*WHAT YOU HAVE TO DO*. Your answer should contain every line of the records, transcribed word for word.

*Excerpts from a dataset*.
==================================================

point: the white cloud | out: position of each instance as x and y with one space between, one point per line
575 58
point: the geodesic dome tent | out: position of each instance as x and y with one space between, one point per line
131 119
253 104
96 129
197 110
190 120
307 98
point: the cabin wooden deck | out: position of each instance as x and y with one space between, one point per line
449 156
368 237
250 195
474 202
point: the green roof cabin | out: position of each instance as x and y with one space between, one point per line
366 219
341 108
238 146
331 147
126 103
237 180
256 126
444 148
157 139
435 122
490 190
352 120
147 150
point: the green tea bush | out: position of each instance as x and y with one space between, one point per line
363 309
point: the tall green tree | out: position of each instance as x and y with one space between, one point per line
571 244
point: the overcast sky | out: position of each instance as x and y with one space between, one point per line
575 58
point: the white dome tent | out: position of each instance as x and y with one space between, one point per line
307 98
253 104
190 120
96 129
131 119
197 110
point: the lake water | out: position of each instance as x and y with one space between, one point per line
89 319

==================================================

*SOLUTION TO THIS TASK*.
point: the white cloud | out: position of each instance as x and y with one space between, one point per line
575 58
point: the geodesic dome tent | out: position of each instance as x and y with one space between, one point per line
131 119
253 104
96 129
197 110
190 120
307 98
point: the cabin wooden deck | out: position of each instance as x and y with one space between, one point per line
449 156
368 237
250 195
474 202
point: the green roof cabin | out: position of each instance as x and y with one space between, one point per line
366 219
341 108
238 146
331 147
126 103
237 180
256 126
444 148
157 139
435 122
490 190
352 120
147 150
point: the green tea bush | out: position of each instance as x and y with one space between, one point per line
363 309
point: the tall green tree | out: position of each instance as x and y with one space between, one point per line
571 244
point: the overcast sky | out: position of each instance as x and y with one space between, one point per line
575 58
point: the white dome tent | out: position of each instance as x and y with one space between, one point per line
307 98
253 104
190 120
96 129
131 119
197 110
point: the lake water | out: position of each instance as x and y with one space between, one point per line
89 319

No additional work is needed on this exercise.